— start of SOURCE RECORDS —

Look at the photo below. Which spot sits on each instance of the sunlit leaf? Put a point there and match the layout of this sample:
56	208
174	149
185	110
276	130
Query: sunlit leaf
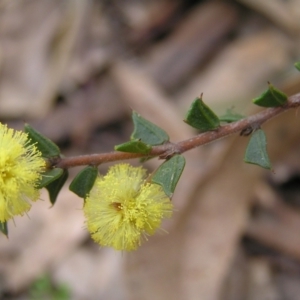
272	97
147	132
256	152
134	146
168	174
201	117
84	181
49	176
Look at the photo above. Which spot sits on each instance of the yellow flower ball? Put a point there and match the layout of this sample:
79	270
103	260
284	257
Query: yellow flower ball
21	166
122	208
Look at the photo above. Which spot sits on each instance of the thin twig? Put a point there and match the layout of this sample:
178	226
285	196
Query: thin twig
170	149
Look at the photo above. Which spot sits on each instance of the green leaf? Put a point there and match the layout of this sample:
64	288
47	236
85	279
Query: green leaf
46	146
230	116
3	228
168	174
147	132
135	146
49	176
55	186
256	152
201	117
84	181
272	97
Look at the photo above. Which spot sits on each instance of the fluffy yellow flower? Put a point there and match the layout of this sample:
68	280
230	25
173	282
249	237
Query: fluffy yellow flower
21	165
122	208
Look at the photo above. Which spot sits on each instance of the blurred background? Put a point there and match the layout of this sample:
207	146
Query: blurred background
75	69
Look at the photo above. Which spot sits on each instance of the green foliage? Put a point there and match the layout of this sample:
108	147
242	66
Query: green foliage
134	146
272	97
168	174
3	228
201	117
84	181
55	186
42	288
147	132
256	152
49	176
46	146
230	116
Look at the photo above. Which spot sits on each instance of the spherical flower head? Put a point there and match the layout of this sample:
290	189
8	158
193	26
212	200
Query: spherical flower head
122	207
21	166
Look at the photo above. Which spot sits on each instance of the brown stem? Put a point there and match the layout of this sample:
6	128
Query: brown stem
169	149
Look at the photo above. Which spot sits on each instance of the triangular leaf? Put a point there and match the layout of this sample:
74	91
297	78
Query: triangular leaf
49	176
256	152
46	146
147	132
272	97
84	181
3	228
168	174
135	146
201	117
230	116
55	186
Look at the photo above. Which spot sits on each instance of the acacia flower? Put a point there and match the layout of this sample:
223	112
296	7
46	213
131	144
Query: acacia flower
21	165
122	207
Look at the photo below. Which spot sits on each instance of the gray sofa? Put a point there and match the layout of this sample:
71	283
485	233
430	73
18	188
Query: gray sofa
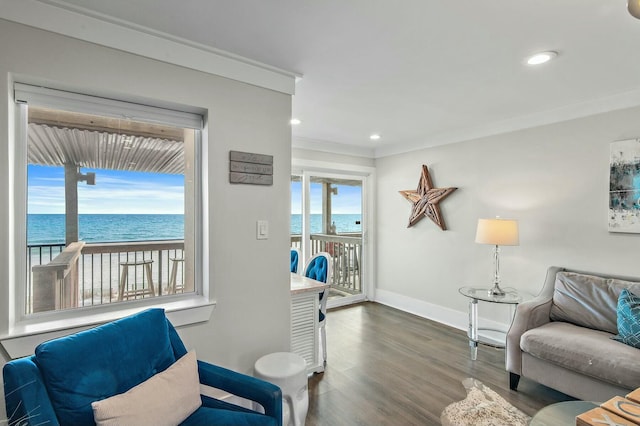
562	338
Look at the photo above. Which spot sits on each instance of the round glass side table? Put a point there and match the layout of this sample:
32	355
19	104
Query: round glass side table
511	297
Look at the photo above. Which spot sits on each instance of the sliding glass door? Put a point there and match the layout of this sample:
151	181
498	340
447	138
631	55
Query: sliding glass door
327	216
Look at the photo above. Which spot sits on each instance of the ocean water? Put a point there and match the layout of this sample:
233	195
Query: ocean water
103	228
343	222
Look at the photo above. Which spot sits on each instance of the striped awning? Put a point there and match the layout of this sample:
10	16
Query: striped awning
56	146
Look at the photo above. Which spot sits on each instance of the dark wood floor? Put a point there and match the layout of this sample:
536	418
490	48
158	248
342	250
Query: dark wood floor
388	367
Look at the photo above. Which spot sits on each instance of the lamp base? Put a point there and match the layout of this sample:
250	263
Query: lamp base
496	291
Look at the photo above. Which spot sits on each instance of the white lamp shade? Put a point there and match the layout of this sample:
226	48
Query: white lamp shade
634	7
500	232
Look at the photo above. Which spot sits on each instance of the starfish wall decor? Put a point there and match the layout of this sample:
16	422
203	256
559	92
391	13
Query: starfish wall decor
425	200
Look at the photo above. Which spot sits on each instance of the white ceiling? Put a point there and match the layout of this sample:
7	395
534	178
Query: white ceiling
419	72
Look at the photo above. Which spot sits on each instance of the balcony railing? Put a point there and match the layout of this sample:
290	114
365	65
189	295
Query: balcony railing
346	252
95	276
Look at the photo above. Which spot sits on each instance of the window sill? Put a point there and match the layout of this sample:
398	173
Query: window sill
22	339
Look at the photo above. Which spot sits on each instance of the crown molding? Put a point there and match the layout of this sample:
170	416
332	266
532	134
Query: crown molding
82	24
603	105
331	147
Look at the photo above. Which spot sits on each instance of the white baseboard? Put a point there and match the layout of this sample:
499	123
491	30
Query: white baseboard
441	314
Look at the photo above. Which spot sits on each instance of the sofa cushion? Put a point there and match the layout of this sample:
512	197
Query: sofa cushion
167	398
628	319
102	362
589	352
215	416
588	300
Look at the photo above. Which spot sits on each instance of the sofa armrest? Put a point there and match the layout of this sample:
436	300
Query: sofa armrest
26	398
266	394
529	315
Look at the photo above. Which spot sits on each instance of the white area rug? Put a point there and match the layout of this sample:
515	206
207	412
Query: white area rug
482	407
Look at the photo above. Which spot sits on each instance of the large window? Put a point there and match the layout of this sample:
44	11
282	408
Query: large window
111	201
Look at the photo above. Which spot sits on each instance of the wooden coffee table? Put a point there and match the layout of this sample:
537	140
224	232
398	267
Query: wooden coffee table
561	413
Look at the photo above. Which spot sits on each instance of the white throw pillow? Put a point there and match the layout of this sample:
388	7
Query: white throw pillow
167	398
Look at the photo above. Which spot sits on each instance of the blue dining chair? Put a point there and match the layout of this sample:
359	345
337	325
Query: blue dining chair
295	257
319	269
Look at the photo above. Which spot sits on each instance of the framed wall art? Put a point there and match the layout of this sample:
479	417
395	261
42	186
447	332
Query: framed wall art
624	186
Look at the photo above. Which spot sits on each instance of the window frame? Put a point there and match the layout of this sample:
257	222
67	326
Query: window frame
25	331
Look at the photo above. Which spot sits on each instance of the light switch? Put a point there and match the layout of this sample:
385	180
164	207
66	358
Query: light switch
262	230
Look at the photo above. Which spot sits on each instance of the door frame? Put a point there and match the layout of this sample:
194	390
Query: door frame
306	168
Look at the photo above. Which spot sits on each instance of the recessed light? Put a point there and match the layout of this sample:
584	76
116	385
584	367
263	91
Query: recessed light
541	58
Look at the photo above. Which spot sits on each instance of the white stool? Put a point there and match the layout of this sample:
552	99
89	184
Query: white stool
124	292
174	273
288	371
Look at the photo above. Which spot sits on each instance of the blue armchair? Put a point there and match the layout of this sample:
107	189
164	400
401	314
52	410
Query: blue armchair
57	385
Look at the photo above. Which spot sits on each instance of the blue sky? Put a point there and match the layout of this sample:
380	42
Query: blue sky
347	201
115	192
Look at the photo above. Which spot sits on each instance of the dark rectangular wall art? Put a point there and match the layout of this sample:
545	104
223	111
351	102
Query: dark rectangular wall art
624	186
249	168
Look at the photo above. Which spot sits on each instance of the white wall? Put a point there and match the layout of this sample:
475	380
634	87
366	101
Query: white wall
248	278
553	179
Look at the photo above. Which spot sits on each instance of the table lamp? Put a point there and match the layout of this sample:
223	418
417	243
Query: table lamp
497	232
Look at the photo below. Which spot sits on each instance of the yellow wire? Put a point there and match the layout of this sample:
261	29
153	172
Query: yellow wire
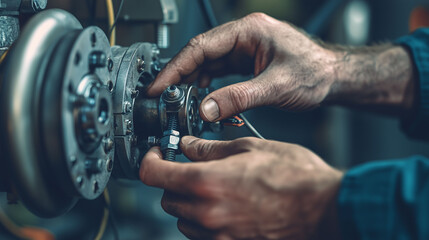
111	17
105	218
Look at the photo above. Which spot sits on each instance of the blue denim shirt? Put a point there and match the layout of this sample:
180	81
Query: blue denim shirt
390	199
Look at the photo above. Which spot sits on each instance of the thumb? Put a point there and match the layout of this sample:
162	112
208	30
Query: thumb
234	99
197	149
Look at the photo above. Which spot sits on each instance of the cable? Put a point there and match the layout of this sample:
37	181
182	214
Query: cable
116	18
2	57
105	218
111	19
208	13
249	126
11	226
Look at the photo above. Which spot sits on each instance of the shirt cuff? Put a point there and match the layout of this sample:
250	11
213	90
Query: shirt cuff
385	200
417	124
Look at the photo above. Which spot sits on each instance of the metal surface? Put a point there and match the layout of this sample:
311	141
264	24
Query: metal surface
56	104
30	6
19	87
9	31
86	116
134	68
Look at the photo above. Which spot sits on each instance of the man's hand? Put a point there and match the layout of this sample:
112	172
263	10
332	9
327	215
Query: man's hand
246	189
291	71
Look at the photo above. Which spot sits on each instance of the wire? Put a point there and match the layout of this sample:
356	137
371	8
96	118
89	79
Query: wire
11	226
113	27
105	218
208	12
111	19
249	126
2	57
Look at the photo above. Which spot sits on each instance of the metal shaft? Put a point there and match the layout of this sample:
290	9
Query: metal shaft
170	154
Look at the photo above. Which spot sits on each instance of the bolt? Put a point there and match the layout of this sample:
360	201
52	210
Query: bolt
94	166
152	141
134	93
73	160
79	181
108	145
128	107
134	140
155	67
163	36
173	92
140	65
129	125
109	164
97	59
170	153
109	64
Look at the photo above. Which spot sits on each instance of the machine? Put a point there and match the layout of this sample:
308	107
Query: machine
74	113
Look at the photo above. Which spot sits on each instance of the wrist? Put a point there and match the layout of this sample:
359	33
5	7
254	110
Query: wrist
329	227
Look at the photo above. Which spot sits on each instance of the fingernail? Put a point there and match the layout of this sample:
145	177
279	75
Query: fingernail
186	140
211	110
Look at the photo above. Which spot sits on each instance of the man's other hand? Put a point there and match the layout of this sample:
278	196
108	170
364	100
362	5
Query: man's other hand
246	189
290	70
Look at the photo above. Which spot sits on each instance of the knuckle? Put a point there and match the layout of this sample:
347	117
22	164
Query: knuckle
247	143
197	41
257	16
211	219
240	96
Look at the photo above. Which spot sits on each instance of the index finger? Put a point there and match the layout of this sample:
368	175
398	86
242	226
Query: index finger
211	45
173	176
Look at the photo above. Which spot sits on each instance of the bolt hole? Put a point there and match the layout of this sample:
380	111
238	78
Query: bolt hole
95	187
109	165
103	111
93	39
70	88
110	64
110	85
77	58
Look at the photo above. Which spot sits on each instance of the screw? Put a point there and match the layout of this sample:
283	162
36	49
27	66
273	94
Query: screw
152	141
134	140
108	145
129	125
73	160
109	164
140	65
134	93
109	64
173	92
97	59
94	166
170	154
95	187
128	107
79	180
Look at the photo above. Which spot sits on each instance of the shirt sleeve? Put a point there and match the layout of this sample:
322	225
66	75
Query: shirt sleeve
417	124
386	200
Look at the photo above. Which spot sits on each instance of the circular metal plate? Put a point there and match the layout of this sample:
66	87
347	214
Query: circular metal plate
19	92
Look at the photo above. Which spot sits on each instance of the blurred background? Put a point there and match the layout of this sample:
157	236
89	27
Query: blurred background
344	138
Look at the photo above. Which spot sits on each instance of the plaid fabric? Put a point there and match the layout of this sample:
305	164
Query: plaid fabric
390	199
417	125
386	200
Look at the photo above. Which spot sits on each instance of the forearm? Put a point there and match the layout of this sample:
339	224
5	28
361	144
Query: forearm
376	78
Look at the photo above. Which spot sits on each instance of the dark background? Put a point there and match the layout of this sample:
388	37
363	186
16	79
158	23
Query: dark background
342	137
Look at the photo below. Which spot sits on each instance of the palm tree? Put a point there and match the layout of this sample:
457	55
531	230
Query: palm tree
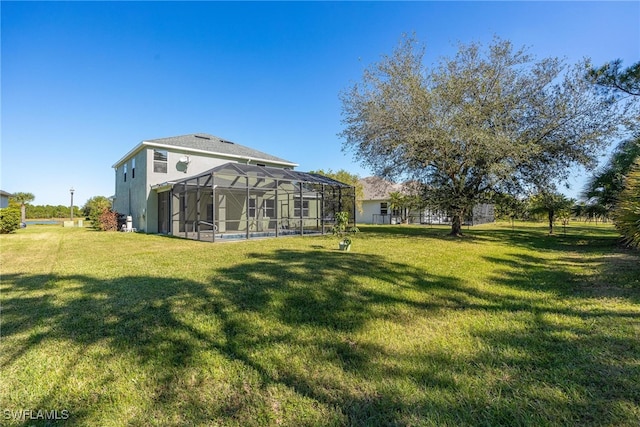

— end of SOURCE RECORDS —

#### INSTRUCTIONS FOR THE TASK
Can you rewrite the entries from the line with "of the circular" through the end of the entries, swapping "plaid fabric" for "checkered cloth" and keeping everything else the same? Omit the pictures from your answer.

#### THE REPLY
Look at the photo above. Which spot sits on each instance of the circular metal plate? Put a point there and match the layout of this sample:
66	87
347	214
Query: circular metal plate
19	92
Look at the photo above. Which spot sits on each instance of the blurred background? Put a point there and match the layout of this sample:
157	236
89	27
Query: blurred background
344	138
Look at the photo above. Which spot sits on each instance of the checkered cloth? Put a point there and match the layout of this sample:
305	164
Query: checkered cloth
390	199
417	125
386	200
Look at the photo above. Which spot sits on each instance of the forearm? Put a point there and match the layout of this sample:
339	224
5	28
361	144
Query: forearm
376	78
Look at the photo above. Which spot sits on each instance of the dark background? Put a point there and match the layout of this sample:
388	37
363	186
16	79
158	23
Query: dark background
342	137
Look at the photo below. Which spot sits on each instance of the palm tree? Put a point there and match the layout of this sample:
457	55
531	230
Query: palm tree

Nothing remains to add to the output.